-- Exercise task A --
Can you retype the post on BPEL manual recovery word for word, starting at "If the server" and ending at "a short while."?

-- Article --
⟨
Friday, August 22, 2008

Correspond manual recovery back to the BPEL process

Looks complex, but is it?

Manual recovery of BPEL process does not look like a trivial job at all.
And the BPEL Console for manual recovery does do seem to reveal a lot of information as to which process corresponds to which instance of BPEL process in the first glance.

Why do instances end up in manual recovery?

Well this is to do with how BPEL engine handles in coming messages.
BPEL delivery service does 2 things
  1. Use JMS to register message to be processed
  2. Save message in dehydration store
Once the BPEL thread picks the JMS message the instance goes into UNRESOLVED state.
And when the instance is complete the dehydration stores goes to HANDLED state.

If the server shuts down or crashes or engine times out and comes back unable to find the JMS message as it might be already consumed.

What does Manual Recovery show?

Manual recovery shows all instances that are in UNRESOLVED state.

So it would also show instance going from UNRESOLVED to HANDLED states in dehydration store. But are not yet marked as HANDLED.

From what I have seen in production box, a lot of instances come into manual recovery and disappear in a short while.

Should I recover everything that I see in Manual Recovery?
⟩
-- Exercise task B --
Can you rewrite the records, starting at the line containing "(format x=100, y=263)" and ending at the last line of the records, with "innermost point" changed to "central point" and nothing else altered?

-- Exercise data --
⟨
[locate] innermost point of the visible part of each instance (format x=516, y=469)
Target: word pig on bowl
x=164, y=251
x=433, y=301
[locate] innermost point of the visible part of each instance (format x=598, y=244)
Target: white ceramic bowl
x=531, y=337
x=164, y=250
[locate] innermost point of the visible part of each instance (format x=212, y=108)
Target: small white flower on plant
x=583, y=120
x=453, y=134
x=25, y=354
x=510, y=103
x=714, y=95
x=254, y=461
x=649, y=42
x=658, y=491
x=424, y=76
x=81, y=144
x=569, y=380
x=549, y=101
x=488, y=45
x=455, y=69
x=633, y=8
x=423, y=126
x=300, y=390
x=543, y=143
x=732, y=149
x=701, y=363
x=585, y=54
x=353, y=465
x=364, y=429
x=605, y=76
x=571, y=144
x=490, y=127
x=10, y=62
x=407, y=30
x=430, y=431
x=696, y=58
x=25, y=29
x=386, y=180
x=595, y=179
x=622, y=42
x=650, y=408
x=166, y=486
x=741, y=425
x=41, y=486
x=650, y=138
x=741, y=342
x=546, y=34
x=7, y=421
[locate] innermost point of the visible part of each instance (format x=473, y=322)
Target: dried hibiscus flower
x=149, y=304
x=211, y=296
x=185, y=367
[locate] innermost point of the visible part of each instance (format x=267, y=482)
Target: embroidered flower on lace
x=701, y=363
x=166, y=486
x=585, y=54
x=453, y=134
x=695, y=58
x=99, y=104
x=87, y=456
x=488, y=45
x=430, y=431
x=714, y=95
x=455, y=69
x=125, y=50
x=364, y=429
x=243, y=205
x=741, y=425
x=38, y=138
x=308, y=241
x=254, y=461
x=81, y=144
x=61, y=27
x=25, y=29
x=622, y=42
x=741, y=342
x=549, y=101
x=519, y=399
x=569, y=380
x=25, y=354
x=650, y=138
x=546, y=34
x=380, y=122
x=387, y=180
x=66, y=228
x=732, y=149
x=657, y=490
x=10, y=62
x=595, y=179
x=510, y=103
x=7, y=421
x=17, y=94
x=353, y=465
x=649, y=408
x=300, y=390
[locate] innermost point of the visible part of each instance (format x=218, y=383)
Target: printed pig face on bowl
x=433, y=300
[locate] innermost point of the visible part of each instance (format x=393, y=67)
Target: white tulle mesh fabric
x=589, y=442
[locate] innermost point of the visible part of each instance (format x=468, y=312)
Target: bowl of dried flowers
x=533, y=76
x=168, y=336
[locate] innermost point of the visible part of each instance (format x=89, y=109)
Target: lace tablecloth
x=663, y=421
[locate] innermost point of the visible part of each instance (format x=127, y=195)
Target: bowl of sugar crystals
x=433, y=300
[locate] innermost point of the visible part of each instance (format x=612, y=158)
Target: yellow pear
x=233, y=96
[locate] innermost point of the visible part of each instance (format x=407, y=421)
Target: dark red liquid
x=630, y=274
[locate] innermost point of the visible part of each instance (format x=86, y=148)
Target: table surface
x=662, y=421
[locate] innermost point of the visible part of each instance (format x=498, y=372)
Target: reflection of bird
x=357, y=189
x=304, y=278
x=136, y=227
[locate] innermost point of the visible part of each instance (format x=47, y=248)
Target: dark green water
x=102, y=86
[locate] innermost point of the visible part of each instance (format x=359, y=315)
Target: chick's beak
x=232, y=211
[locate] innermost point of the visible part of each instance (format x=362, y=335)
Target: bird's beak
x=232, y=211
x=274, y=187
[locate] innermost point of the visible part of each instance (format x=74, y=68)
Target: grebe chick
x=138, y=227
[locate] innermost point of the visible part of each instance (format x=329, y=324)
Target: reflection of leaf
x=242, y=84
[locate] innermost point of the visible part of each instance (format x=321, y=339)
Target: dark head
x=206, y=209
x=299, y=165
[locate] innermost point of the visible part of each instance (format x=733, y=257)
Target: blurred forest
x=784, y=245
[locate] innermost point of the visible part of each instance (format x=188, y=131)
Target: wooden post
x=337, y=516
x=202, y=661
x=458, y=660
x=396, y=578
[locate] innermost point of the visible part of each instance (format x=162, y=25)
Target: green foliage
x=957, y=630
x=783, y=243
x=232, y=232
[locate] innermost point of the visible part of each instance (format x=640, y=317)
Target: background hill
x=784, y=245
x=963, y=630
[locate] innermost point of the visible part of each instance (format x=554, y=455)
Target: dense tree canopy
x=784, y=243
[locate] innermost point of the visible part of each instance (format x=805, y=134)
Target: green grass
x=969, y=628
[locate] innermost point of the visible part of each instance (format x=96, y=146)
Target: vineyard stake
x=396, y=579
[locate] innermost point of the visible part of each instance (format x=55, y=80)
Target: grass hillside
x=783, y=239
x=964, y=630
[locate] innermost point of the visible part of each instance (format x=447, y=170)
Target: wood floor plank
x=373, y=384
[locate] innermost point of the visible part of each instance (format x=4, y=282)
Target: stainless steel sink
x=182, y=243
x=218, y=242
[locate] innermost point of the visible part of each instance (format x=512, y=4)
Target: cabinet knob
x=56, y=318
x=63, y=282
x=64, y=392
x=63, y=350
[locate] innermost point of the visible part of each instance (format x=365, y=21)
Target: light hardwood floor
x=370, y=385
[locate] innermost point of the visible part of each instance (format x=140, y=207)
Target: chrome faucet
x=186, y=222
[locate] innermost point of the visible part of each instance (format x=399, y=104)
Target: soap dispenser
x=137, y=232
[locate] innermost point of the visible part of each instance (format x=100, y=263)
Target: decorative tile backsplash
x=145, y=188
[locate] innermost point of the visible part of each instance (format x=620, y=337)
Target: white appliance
⟩
-- Written answer A --
If the server shuts down or crashes or engine times out and comes back unable to find the JMS message as it might be already consumed.

What does Manual Recovery show?

Manual recovery shows all instances that are in UNRESOLVED state.

So it would also show instance going from UNRESOLVED to HANDLED states in dehydration store. But are not yet marked as HANDLED.

From what I have seen in production box, a lot of instances come into manual recovery and disappear in a short while.

-- Written answer B --
[locate] central point of the visible part of each instance (format x=100, y=263)
Target: decorative tile backsplash
x=145, y=188
[locate] central point of the visible part of each instance (format x=620, y=337)
Target: white appliance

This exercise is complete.